### 出題
[1] 対談のうち「2019年のラグビーW杯、2」で始まり「在が非常に大事になってくる。」まで続く部分を、「指導者」を「コーチ」に置き換えて書き直してください。
[2] 対談にある「最近は選手が海外のリーグに挑戦するようになったんですが、指導者やスタッフという立場で、海外のチームで活躍するような人はまだまだ不足しています。」という一文を英語に訳す。

### 本文抜粋
========

スポーツ界の未来を語る(後編)
【鈴木大地×岩渕健輔】メダルのためにこそマネジメントの強化を
2016/5/4
W杯の自国開催を3年後に控えた今、日本のラグビー界は自らの可能性をいかに広げていくべきなのか。
2015年のW杯イングランド大会における日本代表の躍進をGMとして支えた岩渕健輔が、各界のキーパーソンと、日本ラグビー発展のヒントを探る。
本連載4人目のゲストは、鈴木大地氏が登場。現役時代にソウルオリンピックで金メダルを獲得し、引退後は国内外で指導経験を積み、昨年10月にスポーツ庁初代長官に就任した。
2019年のラグビーW杯、2020年東京オリンピック・パラリンピックというビッグイベントに向けて、日本スポーツ界のキーマン同士が未来を語り合う。
前編:【鈴木大地×岩渕健輔】勝者にこそ求められる“次”の目的意識
指導者育成は最も遅れている分野
──前回の対談では、最後に、総合的なインフラ拡充の必要性を指摘していただきました。未来への基盤つくりという点では、他にどのような課題があるとお考えですか?
鈴木:やはり重要なのは人材の育成ですね。もちろん個々の選手も頑張っていますが、そういう努力を結実させるためにも、良い指導者、良いスタッフの存在が非常に大事になってくる。
しかも技術的なことや、テクニカルなことを教えるだけでなく、人格教育もしっかりできる指導者をもっと養成していくのも課題だと思っています。
岩渕:同感です。実際、ラグビーに関しても、指導者の育成は最も遅れている分野の1つですので。
最近は選手が海外のリーグに挑戦するようになったんですが、指導者やスタッフという立場で、海外のチームで活躍するような人はまだまだ不足しています。
特に代表チームのヘッドコーチが日本国籍の持ち主ではないという点は、ラグビーでもずっと指摘されてきました。

========

### データ

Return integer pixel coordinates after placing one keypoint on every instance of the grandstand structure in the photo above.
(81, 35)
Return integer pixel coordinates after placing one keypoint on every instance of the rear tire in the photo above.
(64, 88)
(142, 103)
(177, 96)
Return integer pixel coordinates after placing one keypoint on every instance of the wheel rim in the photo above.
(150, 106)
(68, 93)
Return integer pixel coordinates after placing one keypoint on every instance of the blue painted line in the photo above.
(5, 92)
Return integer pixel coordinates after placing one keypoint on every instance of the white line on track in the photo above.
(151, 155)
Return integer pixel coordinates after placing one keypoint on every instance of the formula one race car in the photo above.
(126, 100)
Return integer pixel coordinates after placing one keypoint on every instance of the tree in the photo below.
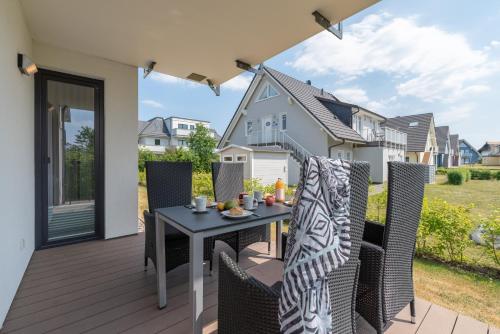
(202, 145)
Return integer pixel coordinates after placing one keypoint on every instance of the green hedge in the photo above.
(441, 171)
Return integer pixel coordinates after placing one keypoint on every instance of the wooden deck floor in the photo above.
(101, 287)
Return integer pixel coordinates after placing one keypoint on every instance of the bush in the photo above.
(202, 185)
(491, 232)
(456, 177)
(441, 171)
(377, 205)
(444, 229)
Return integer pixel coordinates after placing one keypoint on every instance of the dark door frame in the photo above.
(41, 155)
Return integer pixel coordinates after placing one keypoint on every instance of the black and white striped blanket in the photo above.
(318, 243)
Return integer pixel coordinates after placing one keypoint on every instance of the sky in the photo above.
(396, 58)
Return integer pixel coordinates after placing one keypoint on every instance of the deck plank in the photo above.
(401, 324)
(437, 321)
(101, 287)
(468, 325)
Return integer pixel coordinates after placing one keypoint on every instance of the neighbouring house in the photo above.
(455, 150)
(278, 110)
(159, 134)
(468, 154)
(421, 138)
(267, 163)
(444, 146)
(490, 153)
(422, 144)
(78, 113)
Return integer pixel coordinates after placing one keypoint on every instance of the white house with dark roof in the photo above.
(280, 110)
(444, 156)
(159, 134)
(421, 136)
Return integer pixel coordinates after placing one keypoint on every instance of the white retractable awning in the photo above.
(182, 36)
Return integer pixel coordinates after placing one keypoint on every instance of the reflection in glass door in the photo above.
(70, 159)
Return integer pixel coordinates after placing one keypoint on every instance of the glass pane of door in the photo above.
(71, 156)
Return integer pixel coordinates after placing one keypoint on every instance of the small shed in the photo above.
(267, 163)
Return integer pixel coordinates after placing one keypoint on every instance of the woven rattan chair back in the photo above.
(342, 282)
(168, 183)
(405, 196)
(227, 179)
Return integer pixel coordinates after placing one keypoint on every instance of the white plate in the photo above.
(244, 215)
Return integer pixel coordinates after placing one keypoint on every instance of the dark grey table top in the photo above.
(199, 222)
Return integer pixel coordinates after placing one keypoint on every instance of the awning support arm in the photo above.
(337, 29)
(215, 88)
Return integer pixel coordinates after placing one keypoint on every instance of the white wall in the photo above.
(17, 168)
(120, 136)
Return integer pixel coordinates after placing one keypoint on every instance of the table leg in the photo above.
(196, 281)
(279, 238)
(161, 282)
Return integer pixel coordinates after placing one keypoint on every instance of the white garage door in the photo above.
(270, 166)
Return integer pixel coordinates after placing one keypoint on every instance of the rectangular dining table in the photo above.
(199, 226)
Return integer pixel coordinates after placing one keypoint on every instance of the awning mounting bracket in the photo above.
(214, 87)
(335, 29)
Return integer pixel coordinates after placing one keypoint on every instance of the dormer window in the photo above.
(267, 92)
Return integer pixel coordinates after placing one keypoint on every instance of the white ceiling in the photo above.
(182, 36)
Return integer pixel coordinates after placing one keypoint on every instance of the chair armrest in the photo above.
(374, 232)
(245, 305)
(372, 262)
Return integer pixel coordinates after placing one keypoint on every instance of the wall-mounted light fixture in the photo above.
(26, 66)
(149, 69)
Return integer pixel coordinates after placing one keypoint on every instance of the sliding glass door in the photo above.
(69, 119)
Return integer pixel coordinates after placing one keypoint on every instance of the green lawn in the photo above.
(482, 194)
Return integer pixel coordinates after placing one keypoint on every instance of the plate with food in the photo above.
(236, 213)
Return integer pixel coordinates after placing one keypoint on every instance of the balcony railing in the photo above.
(278, 138)
(385, 135)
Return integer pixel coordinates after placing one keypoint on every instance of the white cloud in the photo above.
(426, 62)
(455, 114)
(153, 104)
(352, 95)
(241, 82)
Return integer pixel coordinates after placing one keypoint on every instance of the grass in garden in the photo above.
(464, 292)
(483, 194)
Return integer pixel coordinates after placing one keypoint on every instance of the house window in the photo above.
(249, 128)
(283, 122)
(267, 92)
(241, 158)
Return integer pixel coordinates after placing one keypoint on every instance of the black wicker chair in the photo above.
(248, 306)
(386, 276)
(227, 180)
(169, 184)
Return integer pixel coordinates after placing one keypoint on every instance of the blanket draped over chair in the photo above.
(318, 243)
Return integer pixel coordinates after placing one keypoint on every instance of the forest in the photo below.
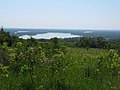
(86, 63)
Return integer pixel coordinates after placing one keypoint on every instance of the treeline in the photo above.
(94, 42)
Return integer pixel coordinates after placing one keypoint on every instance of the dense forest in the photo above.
(87, 63)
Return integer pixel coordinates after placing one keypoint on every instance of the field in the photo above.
(78, 69)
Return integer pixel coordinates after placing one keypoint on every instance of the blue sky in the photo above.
(95, 14)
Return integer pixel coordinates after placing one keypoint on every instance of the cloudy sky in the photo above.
(93, 14)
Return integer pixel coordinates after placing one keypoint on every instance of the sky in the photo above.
(91, 14)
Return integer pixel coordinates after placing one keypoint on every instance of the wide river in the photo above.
(50, 35)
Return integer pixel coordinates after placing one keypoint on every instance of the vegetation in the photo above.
(50, 65)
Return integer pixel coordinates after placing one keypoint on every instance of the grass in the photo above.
(80, 69)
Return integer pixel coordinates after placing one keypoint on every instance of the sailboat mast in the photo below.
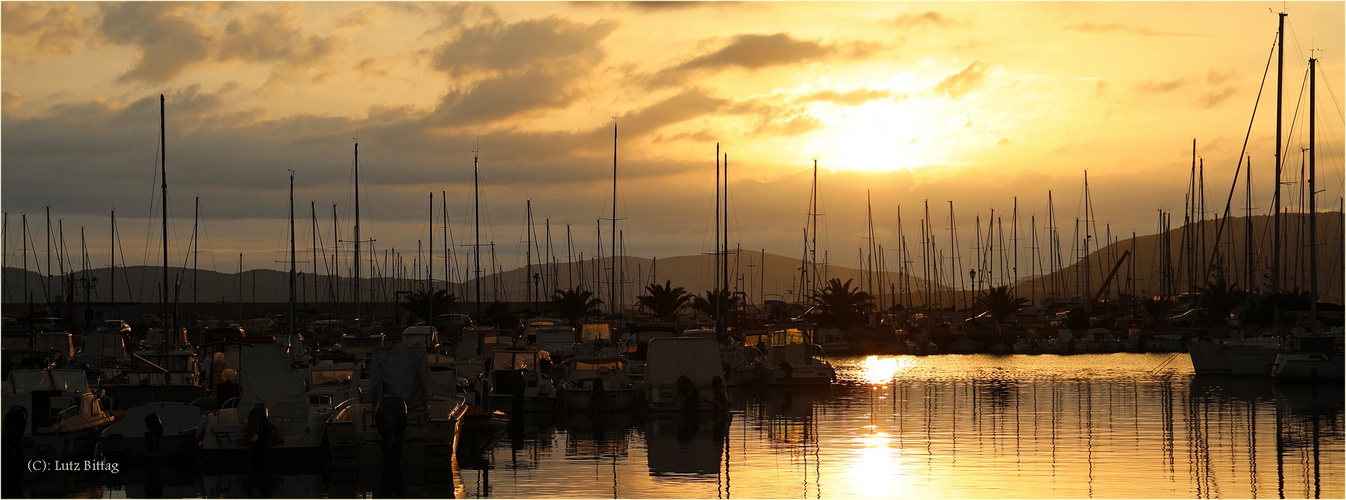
(1313, 208)
(292, 330)
(112, 263)
(477, 221)
(357, 239)
(163, 163)
(1280, 72)
(611, 286)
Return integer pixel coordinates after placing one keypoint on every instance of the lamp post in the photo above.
(88, 283)
(972, 275)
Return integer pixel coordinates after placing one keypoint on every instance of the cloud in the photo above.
(759, 51)
(545, 43)
(275, 37)
(849, 99)
(37, 30)
(794, 126)
(1112, 28)
(1216, 97)
(960, 84)
(683, 107)
(1160, 86)
(167, 38)
(506, 96)
(10, 103)
(910, 20)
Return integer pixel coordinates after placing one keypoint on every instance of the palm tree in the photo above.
(712, 297)
(664, 301)
(843, 306)
(427, 303)
(1158, 309)
(1221, 298)
(1000, 302)
(575, 305)
(500, 316)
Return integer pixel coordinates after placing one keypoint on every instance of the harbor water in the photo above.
(973, 426)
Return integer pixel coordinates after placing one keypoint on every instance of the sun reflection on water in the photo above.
(875, 468)
(880, 371)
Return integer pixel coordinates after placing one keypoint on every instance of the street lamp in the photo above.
(88, 283)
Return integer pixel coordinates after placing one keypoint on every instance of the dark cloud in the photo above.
(849, 99)
(35, 30)
(545, 43)
(525, 66)
(276, 38)
(792, 127)
(759, 51)
(960, 84)
(675, 109)
(1159, 88)
(1112, 28)
(164, 33)
(1216, 96)
(506, 96)
(910, 20)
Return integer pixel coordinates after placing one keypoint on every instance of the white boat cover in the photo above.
(670, 357)
(265, 376)
(400, 371)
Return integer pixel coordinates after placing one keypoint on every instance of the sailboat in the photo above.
(166, 367)
(271, 421)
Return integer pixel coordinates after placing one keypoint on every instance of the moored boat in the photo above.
(53, 413)
(596, 383)
(155, 430)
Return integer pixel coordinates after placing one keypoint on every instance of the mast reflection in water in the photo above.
(967, 426)
(937, 426)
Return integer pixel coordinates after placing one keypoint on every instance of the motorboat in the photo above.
(334, 383)
(53, 413)
(518, 382)
(1255, 356)
(404, 421)
(152, 431)
(596, 383)
(164, 369)
(684, 373)
(271, 419)
(789, 356)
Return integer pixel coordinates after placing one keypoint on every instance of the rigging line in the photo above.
(1220, 227)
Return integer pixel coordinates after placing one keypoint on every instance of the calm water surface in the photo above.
(898, 426)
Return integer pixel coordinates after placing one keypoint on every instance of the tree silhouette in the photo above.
(1000, 302)
(1221, 298)
(1158, 309)
(705, 303)
(574, 305)
(843, 306)
(427, 303)
(664, 301)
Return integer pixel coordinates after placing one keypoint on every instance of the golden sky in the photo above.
(899, 103)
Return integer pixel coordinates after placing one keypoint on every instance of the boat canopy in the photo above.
(695, 357)
(28, 380)
(265, 376)
(400, 371)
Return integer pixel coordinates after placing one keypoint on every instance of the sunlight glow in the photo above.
(874, 469)
(882, 371)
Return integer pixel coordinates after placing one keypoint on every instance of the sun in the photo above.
(883, 135)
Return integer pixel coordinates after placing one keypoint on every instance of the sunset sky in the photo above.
(903, 103)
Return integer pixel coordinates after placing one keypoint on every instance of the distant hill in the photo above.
(767, 275)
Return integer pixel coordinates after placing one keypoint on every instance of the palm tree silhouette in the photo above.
(1000, 302)
(664, 301)
(575, 305)
(426, 303)
(712, 297)
(843, 306)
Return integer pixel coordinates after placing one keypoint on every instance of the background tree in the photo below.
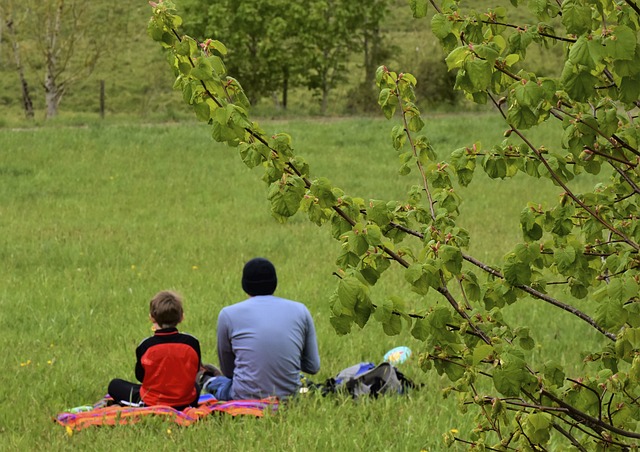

========

### 解答例
[1]
2019年のラグビーW杯、2020年東京オリンピック・パラリンピックというビッグイベントに向けて、日本スポーツ界のキーマン同士が未来を語り合う。
前編:【鈴木大地×岩渕健輔】勝者にこそ求められる“次”の目的意識
コーチ育成は最も遅れている分野
──前回の対談では、最後に、総合的なインフラ拡充の必要性を指摘していただきました。未来への基盤つくりという点では、他にどのような課題があるとお考えですか?
鈴木:やはり重要なのは人材の育成ですね。もちろん個々の選手も頑張っていますが、そういう努力を結実させるためにも、良いコーチ、良いスタッフの存在が非常に大事になってくる。

[2] Recently, players have begun taking on the challenge of overseas leagues, but there are still far too few people who play active roles on overseas teams as coaches or staff.